# Work to be completed:
Restate the full set of records exactly, word for word.

::: Source information :::

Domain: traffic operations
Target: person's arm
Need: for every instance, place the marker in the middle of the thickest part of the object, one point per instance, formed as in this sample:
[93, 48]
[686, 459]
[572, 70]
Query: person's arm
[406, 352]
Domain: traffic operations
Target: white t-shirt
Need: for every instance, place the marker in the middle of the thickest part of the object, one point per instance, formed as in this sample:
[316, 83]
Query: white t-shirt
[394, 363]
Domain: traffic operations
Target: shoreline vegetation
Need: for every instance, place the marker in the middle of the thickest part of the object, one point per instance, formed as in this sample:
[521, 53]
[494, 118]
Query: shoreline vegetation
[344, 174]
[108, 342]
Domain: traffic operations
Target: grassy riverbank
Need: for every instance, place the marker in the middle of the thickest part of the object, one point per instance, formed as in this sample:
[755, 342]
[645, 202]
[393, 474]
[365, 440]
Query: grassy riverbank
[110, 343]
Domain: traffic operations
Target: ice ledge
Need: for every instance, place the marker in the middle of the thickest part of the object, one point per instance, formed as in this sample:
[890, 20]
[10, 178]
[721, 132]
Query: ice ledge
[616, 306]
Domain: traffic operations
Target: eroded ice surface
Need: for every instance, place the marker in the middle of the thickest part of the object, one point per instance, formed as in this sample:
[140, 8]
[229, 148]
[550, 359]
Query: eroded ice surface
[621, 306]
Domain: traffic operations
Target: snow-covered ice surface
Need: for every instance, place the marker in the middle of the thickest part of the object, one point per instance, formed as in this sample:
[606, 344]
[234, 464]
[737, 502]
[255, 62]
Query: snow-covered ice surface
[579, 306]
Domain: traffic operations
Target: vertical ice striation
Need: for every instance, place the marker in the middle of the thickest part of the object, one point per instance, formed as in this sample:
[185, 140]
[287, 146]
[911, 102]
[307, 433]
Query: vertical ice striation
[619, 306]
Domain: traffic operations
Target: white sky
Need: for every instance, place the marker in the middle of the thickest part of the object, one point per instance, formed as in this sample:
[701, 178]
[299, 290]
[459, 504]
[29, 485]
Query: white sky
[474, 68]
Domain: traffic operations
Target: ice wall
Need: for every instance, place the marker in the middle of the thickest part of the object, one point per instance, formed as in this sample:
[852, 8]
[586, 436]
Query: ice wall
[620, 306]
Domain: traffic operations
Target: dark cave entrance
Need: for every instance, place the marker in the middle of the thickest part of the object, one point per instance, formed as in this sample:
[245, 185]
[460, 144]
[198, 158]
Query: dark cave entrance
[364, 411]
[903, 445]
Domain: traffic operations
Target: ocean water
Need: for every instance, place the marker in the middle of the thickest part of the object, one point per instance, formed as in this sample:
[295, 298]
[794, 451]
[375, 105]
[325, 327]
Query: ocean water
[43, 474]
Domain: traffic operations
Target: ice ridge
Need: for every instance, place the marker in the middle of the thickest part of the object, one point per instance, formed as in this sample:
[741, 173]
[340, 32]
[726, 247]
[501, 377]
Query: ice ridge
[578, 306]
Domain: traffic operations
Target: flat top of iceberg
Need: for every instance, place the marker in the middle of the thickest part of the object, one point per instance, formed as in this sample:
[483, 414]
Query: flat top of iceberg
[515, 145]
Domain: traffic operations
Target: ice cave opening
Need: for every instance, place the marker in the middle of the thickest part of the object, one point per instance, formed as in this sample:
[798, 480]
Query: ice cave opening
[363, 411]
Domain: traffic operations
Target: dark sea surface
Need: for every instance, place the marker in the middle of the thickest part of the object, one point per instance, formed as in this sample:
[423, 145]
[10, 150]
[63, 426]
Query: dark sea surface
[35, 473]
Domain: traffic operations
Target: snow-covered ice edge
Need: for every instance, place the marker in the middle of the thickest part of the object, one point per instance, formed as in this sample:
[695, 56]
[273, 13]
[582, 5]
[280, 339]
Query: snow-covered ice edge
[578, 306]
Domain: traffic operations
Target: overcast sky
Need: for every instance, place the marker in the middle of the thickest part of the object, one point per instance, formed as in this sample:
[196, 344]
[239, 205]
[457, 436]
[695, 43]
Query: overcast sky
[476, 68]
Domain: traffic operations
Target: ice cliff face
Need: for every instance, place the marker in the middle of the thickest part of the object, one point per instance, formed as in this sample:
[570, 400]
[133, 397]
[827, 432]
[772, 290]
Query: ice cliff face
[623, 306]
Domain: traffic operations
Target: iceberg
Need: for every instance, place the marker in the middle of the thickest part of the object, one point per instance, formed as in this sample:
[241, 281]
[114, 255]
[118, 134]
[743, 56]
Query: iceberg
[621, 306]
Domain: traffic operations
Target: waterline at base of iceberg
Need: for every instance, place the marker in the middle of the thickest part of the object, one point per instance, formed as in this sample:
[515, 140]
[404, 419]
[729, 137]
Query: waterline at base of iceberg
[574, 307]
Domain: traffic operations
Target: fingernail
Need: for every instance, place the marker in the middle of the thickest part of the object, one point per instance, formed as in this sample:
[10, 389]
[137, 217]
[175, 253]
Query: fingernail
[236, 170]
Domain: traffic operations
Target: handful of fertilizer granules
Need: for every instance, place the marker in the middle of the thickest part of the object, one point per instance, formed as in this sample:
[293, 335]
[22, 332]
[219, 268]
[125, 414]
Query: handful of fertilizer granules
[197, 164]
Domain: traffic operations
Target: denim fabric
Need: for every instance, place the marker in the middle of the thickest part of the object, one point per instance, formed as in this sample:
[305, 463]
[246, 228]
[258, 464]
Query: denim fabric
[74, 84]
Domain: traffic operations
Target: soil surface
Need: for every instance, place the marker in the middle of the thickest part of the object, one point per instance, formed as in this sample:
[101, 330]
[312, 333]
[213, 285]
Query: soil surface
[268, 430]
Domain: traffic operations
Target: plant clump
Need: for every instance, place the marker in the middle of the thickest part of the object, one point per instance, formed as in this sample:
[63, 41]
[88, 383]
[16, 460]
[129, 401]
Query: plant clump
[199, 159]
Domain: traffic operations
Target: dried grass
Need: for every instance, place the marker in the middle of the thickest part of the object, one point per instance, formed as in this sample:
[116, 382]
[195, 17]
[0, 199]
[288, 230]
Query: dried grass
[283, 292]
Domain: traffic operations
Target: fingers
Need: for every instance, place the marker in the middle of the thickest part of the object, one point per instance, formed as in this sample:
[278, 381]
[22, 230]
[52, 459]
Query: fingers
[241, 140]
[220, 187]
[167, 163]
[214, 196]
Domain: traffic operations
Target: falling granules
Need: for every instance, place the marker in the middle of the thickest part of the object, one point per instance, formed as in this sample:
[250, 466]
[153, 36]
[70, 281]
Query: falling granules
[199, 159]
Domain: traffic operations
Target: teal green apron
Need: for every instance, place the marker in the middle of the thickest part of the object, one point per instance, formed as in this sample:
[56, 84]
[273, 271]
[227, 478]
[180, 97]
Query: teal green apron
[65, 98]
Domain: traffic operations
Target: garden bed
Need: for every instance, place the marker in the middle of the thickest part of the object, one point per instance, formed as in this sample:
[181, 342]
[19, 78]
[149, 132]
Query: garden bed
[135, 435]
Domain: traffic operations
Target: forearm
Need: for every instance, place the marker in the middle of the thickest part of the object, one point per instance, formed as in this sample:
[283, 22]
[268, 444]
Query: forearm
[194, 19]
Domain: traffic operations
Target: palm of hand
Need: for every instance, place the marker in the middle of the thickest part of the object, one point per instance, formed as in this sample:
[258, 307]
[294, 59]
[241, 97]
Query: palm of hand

:::

# Written solution:
Domain: traffic operations
Target: person's arm
Need: for every instance, place the marker in the middle of the thickest part of the object, one point per instance, formed as in this sample:
[93, 48]
[686, 459]
[572, 70]
Query: person's arm
[406, 352]
Domain: traffic operations
Target: white t-shirt
Need: for every instance, place the marker in the middle of the thickest part of the object, one point per instance, formed as in this sample:
[316, 83]
Query: white t-shirt
[394, 363]
Domain: traffic operations
Target: shoreline vegetation
Need: for every instance, place the marker in the middle of the thickest part of the object, one point per instance, formed as in this sample:
[521, 53]
[494, 118]
Query: shoreline vegetation
[344, 174]
[108, 342]
Domain: traffic operations
Target: grassy riverbank
Need: for every instance, place the marker in the middle of the thickest part of the object, one point per instance, formed as in this sample:
[755, 342]
[645, 202]
[393, 474]
[365, 440]
Query: grassy riverbank
[110, 343]
Domain: traffic operations
Target: ice ledge
Need: for every instance, place the marker in the middle of the thickest part of the object, one point per instance, formed as in this sample:
[890, 20]
[10, 178]
[721, 132]
Query: ice ledge
[616, 306]
Domain: traffic operations
Target: eroded ice surface
Need: for every instance, place the marker in the middle of the thickest part of the object, one point per instance, formed as in this sample:
[140, 8]
[229, 148]
[550, 359]
Query: eroded ice surface
[621, 306]
Domain: traffic operations
Target: snow-covered ice surface
Need: for every instance, place the marker in the middle of the thickest part of the object, one point per instance, formed as in this sample:
[606, 344]
[234, 464]
[737, 502]
[255, 62]
Query: snow-covered ice surface
[579, 306]
Domain: traffic operations
Target: vertical ice striation
Need: for every instance, place the marker in the middle of the thickest part of the object, one point per instance, formed as in this sample:
[185, 140]
[287, 146]
[911, 102]
[307, 433]
Query: vertical ice striation
[619, 306]
Domain: traffic operations
Target: white sky
Need: for every instance, place the marker in the middle of the thickest part of the object, one point per instance, formed as in this sample:
[701, 178]
[299, 290]
[459, 504]
[29, 485]
Query: white sky
[474, 68]
Domain: traffic operations
Target: ice wall
Need: for every instance, place the marker in the middle of the thickest part of the object, one point per instance, formed as in this sample:
[852, 8]
[586, 436]
Query: ice wall
[620, 306]
Domain: traffic operations
Target: dark cave entrance
Need: for every instance, place the marker in the middle of the thickest part of the object, one point per instance, formed as in this sample:
[245, 185]
[460, 144]
[198, 158]
Query: dark cave entrance
[364, 411]
[903, 445]
Domain: traffic operations
Target: ocean water
Need: for every instance, place the marker in the middle of the thickest part of the object, one point per instance, formed as in this sample:
[295, 298]
[794, 451]
[375, 105]
[325, 327]
Query: ocean water
[43, 474]
Domain: traffic operations
Target: ice ridge
Need: for every instance, place the marker in the middle of the thickest part of the object, one point per instance, formed as in this sample:
[741, 173]
[340, 32]
[726, 247]
[501, 377]
Query: ice ridge
[578, 306]
Domain: traffic operations
Target: flat top of iceberg
Need: for every instance, place the marker in the middle of the thickest part of the object, one point per instance, formed as in this sample:
[483, 414]
Query: flat top of iceberg
[515, 145]
Domain: traffic operations
Target: ice cave opening
Need: for every instance, place the marker in the middle of the thickest part of the object, one point per instance, formed as in this sample:
[798, 480]
Query: ice cave opening
[363, 411]
Domain: traffic operations
Target: dark sea surface
Need: for every instance, place the marker in the middle of the thickest part of the object, one point per instance, formed as in this sample:
[423, 145]
[10, 150]
[63, 426]
Query: dark sea surface
[35, 473]
Domain: traffic operations
Target: snow-covered ice edge
Need: for every instance, place the marker in the middle of the thickest part of the object, one point per instance, formed as in this sample:
[695, 56]
[273, 13]
[582, 5]
[280, 339]
Query: snow-covered ice edge
[578, 306]
Domain: traffic operations
Target: overcast sky
Need: for every instance, place the marker in the middle of the thickest part of the object, one point per instance, formed as in this sample:
[196, 344]
[239, 205]
[457, 436]
[695, 43]
Query: overcast sky
[476, 68]
Domain: traffic operations
Target: ice cliff face
Need: for every instance, place the marker in the middle of the thickest part of the object, one point per instance, formed as in this sample:
[570, 400]
[133, 397]
[827, 432]
[772, 290]
Query: ice cliff face
[623, 306]
Domain: traffic operations
Target: iceberg
Need: for every instance, place the marker in the middle of the thickest part of the object, one point per instance, formed as in this sample:
[241, 281]
[114, 255]
[118, 134]
[743, 56]
Query: iceberg
[621, 306]
Domain: traffic operations
Target: waterline at base of iceberg
Need: for every instance, place the marker in the middle of the thickest part of the object, one point per instance, formed as in this sample:
[515, 140]
[404, 419]
[729, 137]
Query: waterline at base of iceberg
[574, 307]
Domain: traffic operations
Target: fingernail
Need: for every instance, place the marker in the middle of the thickest part of the object, one point per instance, formed as in this sample:
[10, 389]
[137, 217]
[175, 253]
Query: fingernail
[236, 170]
Domain: traffic operations
Target: handful of fertilizer granules
Need: for every instance, place the marker in the middle of the thickest part of the object, one point per instance, formed as in this sample:
[293, 335]
[22, 332]
[219, 268]
[125, 414]
Query: handful of fertilizer granules
[197, 164]
Domain: traffic operations
Target: denim fabric
Need: for every instance, place the marker in the middle of the thickest part of the object, one point per instance, formed as in this sample:
[305, 463]
[246, 228]
[258, 464]
Query: denim fabric
[74, 84]
Domain: traffic operations
Target: soil surface
Need: for every instance, place the marker in the middle of the thickest part of the object, one point per instance, formed as in this sample:
[101, 330]
[312, 333]
[213, 285]
Query: soil surface
[268, 430]
Domain: traffic operations
Target: plant clump
Need: for every instance, place the marker in the middle of the thickest part of the object, one point per instance, formed as in this sample:
[63, 41]
[88, 383]
[16, 460]
[129, 401]
Query: plant clump
[199, 159]
Domain: traffic operations
Target: dried grass
Need: for every instance, place the marker in the middle of the thickest part of the object, one point per instance, formed as in this sample:
[116, 382]
[195, 17]
[0, 199]
[288, 230]
Query: dried grass
[283, 292]
Domain: traffic operations
Target: fingers
Need: for every instance, place the marker in the middle of the thickest part of the object, one point per instance, formed as in this sample:
[278, 381]
[22, 230]
[52, 459]
Query: fingers
[241, 140]
[220, 187]
[167, 163]
[214, 196]
Domain: traffic operations
Target: falling granules
Need: for every instance, place the marker in the middle of the thickest part of the object, one point per instance, formed as in this sample:
[250, 466]
[153, 36]
[70, 281]
Query: falling granules
[199, 159]
Domain: traffic operations
Target: teal green apron
Need: for every instance, place the marker in the middle of the thickest part of the object, one point per instance, formed as in this sample:
[56, 84]
[273, 271]
[227, 478]
[180, 97]
Query: teal green apron
[65, 98]
Domain: traffic operations
Target: garden bed
Need: for every instance, place the marker in the middle of the thickest part of the object, one point per instance, formed as in this sample:
[181, 342]
[19, 78]
[149, 132]
Query: garden bed
[135, 435]
Domain: traffic operations
Target: forearm
Need: for every instance, place the marker in the middle of the thickest part of the object, one point per instance, formed as in this sample:
[283, 22]
[268, 444]
Query: forearm
[194, 19]
Domain: traffic operations
Target: palm of hand
Need: for every instance, place the marker in the middle of the thickest part of the object, one point per instance, formed as in this sample:
[258, 307]
[294, 59]
[241, 97]
Query: palm of hand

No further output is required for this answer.